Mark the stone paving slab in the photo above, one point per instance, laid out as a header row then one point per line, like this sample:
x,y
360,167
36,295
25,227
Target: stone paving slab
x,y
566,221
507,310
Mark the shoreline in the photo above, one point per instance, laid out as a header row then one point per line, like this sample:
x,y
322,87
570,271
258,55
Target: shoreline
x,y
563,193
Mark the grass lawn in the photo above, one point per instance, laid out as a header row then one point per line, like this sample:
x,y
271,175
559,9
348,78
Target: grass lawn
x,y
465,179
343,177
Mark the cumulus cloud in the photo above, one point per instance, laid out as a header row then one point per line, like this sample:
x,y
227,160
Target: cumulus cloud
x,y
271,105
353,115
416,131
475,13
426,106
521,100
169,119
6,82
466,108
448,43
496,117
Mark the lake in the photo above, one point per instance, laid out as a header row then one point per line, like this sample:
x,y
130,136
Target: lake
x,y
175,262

What you should do:
Rewrite the portion of the entries that opens with the line containing "Mark the cumulus" and runs through the end of the entries, with "cumulus cloud" replaced by "stratus cloud" and every other character left as it stands.

Response:
Mark the stratus cloud in the photo above, one point per instance, laid out as a header row then one point per line, like this sample:
x,y
227,160
Target: stratus cloud
x,y
271,105
353,115
416,131
475,13
426,106
521,100
169,119
6,82
466,108
448,43
496,117
Mark the lake in the photo above, one point per instance, laid out as a header row then one point per line, like this sample:
x,y
130,136
Target: lake
x,y
175,262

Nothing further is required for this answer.